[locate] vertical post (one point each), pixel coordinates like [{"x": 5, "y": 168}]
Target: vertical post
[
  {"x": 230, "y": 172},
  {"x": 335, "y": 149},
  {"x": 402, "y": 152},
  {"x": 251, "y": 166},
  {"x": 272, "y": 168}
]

··········

Task to complete:
Every line of the data should be copied exactly.

Response to this exercise:
[locate] vertical post (one point each), pixel coordinates like [{"x": 5, "y": 168}]
Target: vertical post
[
  {"x": 230, "y": 172},
  {"x": 335, "y": 149},
  {"x": 402, "y": 152},
  {"x": 251, "y": 166},
  {"x": 272, "y": 168}
]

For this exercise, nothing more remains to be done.